• Required action:
The full set of records below is to be reproduced without a single alteration.

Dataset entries
────────────────
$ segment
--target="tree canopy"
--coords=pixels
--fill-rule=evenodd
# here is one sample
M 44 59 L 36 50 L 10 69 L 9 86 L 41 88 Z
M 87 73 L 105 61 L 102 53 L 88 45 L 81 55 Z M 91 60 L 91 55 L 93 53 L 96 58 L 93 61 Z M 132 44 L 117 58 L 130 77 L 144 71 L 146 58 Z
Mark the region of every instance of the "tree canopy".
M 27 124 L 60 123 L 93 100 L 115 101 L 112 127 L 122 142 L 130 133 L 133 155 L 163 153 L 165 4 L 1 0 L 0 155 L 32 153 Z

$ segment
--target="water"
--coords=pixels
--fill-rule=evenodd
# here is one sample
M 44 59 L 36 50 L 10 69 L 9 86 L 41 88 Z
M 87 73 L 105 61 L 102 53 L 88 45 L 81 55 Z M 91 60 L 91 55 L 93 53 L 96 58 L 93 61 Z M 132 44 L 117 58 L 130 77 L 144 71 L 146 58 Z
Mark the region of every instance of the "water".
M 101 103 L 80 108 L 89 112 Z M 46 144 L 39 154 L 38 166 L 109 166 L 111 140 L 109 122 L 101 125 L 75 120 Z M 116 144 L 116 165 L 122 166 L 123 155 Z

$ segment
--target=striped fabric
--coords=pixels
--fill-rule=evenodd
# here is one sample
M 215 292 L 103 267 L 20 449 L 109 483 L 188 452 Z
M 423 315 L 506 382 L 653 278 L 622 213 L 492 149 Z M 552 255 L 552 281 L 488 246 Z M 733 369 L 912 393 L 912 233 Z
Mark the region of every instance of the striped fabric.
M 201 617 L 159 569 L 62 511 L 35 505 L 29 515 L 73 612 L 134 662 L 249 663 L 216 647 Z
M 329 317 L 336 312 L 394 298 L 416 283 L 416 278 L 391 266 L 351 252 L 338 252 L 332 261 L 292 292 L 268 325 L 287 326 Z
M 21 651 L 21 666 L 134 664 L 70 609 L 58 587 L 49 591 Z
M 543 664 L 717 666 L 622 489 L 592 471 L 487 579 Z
────────────────
• Answer to the problem:
$ segment
--target="tree canopy"
--coords=pixels
--fill-rule=evenodd
# here is one sample
M 44 59 L 36 50 L 10 69 L 9 86 L 41 88 Z
M 87 73 L 105 61 L 102 53 L 88 45 L 81 55 Z M 91 60 L 91 55 L 93 53 L 96 58 L 93 61 Z M 132 44 L 117 58 L 130 77 L 144 71 L 146 58 Z
Mark the region of every instance of the "tree canopy".
M 27 124 L 60 123 L 93 100 L 115 101 L 112 127 L 122 142 L 130 133 L 133 155 L 163 153 L 165 4 L 1 0 L 0 155 L 32 153 Z

$ segment
--target="water"
--coords=pixels
--fill-rule=evenodd
# here is one sample
M 44 59 L 36 50 L 10 69 L 9 86 L 41 88 Z
M 87 73 L 105 61 L 102 53 L 88 45 L 81 55 Z M 91 60 L 91 55 L 93 53 L 96 58 L 93 61 Z M 132 44 L 117 58 L 130 77 L 144 71 L 146 58 Z
Mark the region of every instance of the "water".
M 101 103 L 80 108 L 89 112 Z M 46 144 L 39 154 L 38 166 L 109 166 L 111 140 L 109 122 L 101 125 L 75 120 Z M 116 144 L 116 165 L 122 166 L 123 155 Z

$ segment
--target=striped fabric
--coords=pixels
--fill-rule=evenodd
# here is one sample
M 215 292 L 103 267 L 20 449 L 109 483 L 188 452 Z
M 423 315 L 506 382 L 653 278 L 622 213 L 492 149 Z M 552 255 L 552 281 L 488 246 Z M 733 369 L 912 393 L 912 233 Z
Mark the region of every instance of the striped fabric.
M 201 617 L 159 569 L 62 511 L 35 505 L 29 515 L 73 612 L 134 662 L 249 663 L 216 647 Z
M 329 317 L 336 312 L 394 298 L 416 283 L 416 278 L 391 266 L 351 252 L 338 252 L 332 261 L 292 292 L 268 325 L 287 326 Z
M 21 651 L 21 666 L 134 664 L 70 609 L 58 587 L 49 591 Z
M 543 664 L 717 666 L 622 489 L 592 471 L 487 579 Z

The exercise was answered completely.